Voici d’abord le passage de sa Préface :

« Sous le nom de Hircan, Marguerite a placé parmi ses interlocuteurs un personnage qui ressemble à son premier mari, Charles, Duc d’Alençon. Elle ne le peint pas sous des couleurs très-favorables, mais elle dut se faire à cet égard d’autant moins de scrupules que le Duc d’Alençon était mort à l’époque où elle écrivait son Heptaméron. Ce qui peut confirmer notre conjecture, c’est la déférence avec laquelle les autres personnages s’adressent à lui. Dans le Prologue, il dit à l’un des interlocuteurs : « Puisque vous avez commencé la parole, c’est raison que vous commandiez, car au jeu nous sommes tous égaux. » Plusieurs dialogues entre Hircan & sa femme Parlamente peuvent passer pour des allusions au mauvais ménage que paraissent avoir toujours fait le Duc & la Duchesse d’Alençon.

ENTRÉES:
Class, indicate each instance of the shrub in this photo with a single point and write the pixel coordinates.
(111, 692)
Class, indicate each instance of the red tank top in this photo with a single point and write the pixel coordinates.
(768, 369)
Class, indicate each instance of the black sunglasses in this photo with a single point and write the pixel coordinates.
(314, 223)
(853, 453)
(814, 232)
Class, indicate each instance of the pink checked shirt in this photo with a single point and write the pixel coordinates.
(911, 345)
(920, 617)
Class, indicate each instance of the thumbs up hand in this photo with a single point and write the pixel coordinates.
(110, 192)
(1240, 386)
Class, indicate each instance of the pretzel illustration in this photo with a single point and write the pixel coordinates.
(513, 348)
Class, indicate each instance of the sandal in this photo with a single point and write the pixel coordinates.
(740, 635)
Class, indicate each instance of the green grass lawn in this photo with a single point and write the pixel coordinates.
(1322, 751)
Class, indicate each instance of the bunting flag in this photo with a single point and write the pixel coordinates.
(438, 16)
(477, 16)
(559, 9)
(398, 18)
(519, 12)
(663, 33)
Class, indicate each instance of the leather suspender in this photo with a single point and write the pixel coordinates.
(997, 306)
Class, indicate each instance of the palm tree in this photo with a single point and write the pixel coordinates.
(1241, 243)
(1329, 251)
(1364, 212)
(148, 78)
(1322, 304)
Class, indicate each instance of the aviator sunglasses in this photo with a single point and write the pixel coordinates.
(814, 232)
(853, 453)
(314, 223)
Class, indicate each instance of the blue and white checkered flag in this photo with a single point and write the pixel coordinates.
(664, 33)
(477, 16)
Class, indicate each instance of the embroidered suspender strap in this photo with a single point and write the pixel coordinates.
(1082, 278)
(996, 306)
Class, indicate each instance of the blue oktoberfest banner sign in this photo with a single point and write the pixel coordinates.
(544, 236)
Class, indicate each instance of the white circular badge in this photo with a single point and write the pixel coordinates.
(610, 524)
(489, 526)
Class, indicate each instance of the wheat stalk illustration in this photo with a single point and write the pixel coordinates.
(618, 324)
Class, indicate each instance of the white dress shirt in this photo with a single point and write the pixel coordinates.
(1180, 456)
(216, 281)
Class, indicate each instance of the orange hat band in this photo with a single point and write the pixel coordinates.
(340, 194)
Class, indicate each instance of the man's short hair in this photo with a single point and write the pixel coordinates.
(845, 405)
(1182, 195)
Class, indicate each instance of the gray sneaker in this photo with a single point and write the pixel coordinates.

TÂCHE À RÉALISER:
Rédigez la suite de l'article sur le personnage d'Hircan dans l'Heptaméron, en reprenant après sa dernière phrase.

RÉPONSE RÉDIGÉE:
« Si, comme nous le pensons, Marguerite a placé le Roi de Navarre parmi les interlocuteurs de son Heptaméron, ce doit être sous le nom du Gentil Chevalier Symontault. Dans le Prologue, il est dit que Parlamente loua Dieu du retour imprévu de ce Gentilhomme, car long temps avoit qu’elle le tenoit pour son très affectionné serviteur. Un peu plus loin, Symontaut ayant dit que, pour lui, le premier bien de ce monde seroit de pouvoir commander à toute la compagnie, Parlamente, comprenant ce souhait, toussa afin de pouvoir cacher sa rougeur à son mari. À plusieurs reprises, Symontaut se plaint des cruautés de sa dame & des souffrances que l’amour lui a causées. Quand il aurait trompé cent mille femmes, dit-il, il ne serait pas encore vengé des peines qu’une seule lui a fait endurer ; mais Parlamente n’ajoute pas beaucoup de foi à d’aussi beaux sentiments ; elle accuse même Symontaut de n’être pas le plus fidèle des maris. Si l’on se rappelle la conduite du Roi de Navarre envers Marguerite, ce dernier trait viendrait encore à l’appui de notre conjecture.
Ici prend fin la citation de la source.